* **What is being asked**
Please rewrite the lines below as a Markdown table with the columns Index and Line text, starting with the line that contains "formatted like [297,404]." and going on through the line that contains "Target: worker in white coveralls", both included. Leave out any blank lines.

[BEGIN]

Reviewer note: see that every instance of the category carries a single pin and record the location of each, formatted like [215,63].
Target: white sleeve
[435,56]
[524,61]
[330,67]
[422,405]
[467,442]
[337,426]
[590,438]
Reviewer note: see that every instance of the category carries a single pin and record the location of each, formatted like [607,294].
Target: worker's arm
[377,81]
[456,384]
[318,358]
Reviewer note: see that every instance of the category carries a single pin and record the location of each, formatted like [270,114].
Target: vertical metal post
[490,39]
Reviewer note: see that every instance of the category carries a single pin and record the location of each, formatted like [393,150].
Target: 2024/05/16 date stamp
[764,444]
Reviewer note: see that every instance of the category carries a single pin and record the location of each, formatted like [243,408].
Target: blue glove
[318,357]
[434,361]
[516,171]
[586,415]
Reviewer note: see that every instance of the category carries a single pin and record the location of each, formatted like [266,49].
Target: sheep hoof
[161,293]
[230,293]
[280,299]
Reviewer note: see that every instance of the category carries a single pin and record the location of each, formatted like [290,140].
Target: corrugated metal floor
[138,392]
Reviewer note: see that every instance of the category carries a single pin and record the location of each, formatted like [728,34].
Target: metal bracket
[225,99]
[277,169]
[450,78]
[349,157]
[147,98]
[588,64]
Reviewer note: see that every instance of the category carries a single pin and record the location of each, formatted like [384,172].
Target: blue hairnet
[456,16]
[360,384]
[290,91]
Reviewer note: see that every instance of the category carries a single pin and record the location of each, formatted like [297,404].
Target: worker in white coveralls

[END]
[BEGIN]

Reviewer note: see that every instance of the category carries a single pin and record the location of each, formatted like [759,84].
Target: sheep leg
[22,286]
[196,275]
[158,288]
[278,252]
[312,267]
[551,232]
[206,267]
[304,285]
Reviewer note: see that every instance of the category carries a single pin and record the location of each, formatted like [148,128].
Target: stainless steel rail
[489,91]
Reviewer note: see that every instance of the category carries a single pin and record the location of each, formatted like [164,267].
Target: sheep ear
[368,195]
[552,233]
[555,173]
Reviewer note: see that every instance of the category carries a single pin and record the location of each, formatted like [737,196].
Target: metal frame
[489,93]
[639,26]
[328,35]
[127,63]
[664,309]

[END]

* **Response below**
| Index | Line text |
|---|---|
| 1 | Reviewer note: see that every instance of the category carries a single pin and record the location of each, formatted like [297,404]. |
| 2 | Target: worker in white coveralls |